It’s a brave start, and a strong start. What immediately strikes you is that it’s completely in the style of a classic, old musical. It’s very well done with storytelling baked in and scene-setting lyrics in the tradition of the great Broadway and West End productions. It also clearly sets its stall out with some nice callbacks to the 1971 adaption, like a barely noticeable two-step reversal up some stairs akin to Wilder in the Chocolate Room.

I find myself thinking… nice touch.

It already has a feel that says Paddington meets Harry Potter, presented as if for a very big stage. None of this is a bad thing. British comedian and actor Tom Davis (Murder In Succesville, League Of Their Own: Roadtrip) then turns up in a fun role that turns out to be surprisingly huge. Straight after this, we get Olivia Coleman doing some classic Music Hall-style acting, clearly relishing the role and having a great time.

All this happens while lead Timothee Chalamet gives it his all in the style of a stage musical star, from line delivery to emoting. He gets it. You really do feel as if you are watching a massively budgeted West End production and begin to look forward to a drink at the bar in the interval, it is that perfectly pitched as such.

- [Data extracts]:
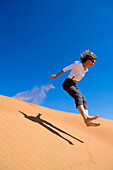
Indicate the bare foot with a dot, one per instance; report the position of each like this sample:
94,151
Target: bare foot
89,119
93,124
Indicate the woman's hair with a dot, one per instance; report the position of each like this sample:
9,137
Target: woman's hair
88,55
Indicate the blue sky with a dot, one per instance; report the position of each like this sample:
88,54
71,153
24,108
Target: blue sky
40,37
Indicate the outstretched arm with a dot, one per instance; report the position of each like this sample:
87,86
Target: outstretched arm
56,75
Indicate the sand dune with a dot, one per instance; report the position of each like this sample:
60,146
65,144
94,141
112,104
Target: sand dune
37,138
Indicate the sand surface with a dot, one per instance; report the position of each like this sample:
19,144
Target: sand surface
38,138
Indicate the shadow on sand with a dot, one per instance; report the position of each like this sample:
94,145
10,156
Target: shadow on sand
50,127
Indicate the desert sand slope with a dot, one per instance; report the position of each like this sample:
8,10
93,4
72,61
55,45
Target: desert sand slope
37,138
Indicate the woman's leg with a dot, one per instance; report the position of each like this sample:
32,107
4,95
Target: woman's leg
86,117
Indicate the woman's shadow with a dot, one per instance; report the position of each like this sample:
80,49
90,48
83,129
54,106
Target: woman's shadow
50,127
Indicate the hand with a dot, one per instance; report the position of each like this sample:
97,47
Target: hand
53,76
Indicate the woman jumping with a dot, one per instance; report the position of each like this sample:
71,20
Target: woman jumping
78,70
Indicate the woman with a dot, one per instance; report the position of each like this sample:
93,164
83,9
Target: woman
78,70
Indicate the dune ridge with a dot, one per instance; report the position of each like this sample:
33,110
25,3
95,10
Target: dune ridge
33,137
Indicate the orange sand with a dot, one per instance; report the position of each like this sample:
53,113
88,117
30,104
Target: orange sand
37,138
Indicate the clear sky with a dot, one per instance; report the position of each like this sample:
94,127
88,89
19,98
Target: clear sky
41,37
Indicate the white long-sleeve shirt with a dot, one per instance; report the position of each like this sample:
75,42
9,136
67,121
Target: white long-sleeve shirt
77,71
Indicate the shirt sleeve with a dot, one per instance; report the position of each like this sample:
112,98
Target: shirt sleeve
70,67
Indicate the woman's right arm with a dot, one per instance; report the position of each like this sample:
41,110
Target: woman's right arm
56,75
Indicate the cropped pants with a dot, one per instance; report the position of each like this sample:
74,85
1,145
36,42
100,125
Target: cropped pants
71,88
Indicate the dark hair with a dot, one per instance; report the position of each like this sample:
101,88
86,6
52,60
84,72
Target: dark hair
88,55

- [Task requirements]: Reproduce everything in the film review above from "It already has" down to "pitched as such.".

- [Solution]:
It already has a feel that says Paddington meets Harry Potter, presented as if for a very big stage. None of this is a bad thing. British comedian and actor Tom Davis (Murder In Succesville, League Of Their Own: Roadtrip) then turns up in a fun role that turns out to be surprisingly huge. Straight after this, we get Olivia Coleman doing some classic Music Hall-style acting, clearly relishing the role and having a great time.

All this happens while lead Timothee Chalamet gives it his all in the style of a stage musical star, from line delivery to emoting. He gets it. You really do feel as if you are watching a massively budgeted West End production and begin to look forward to a drink at the bar in the interval, it is that perfectly pitched as such.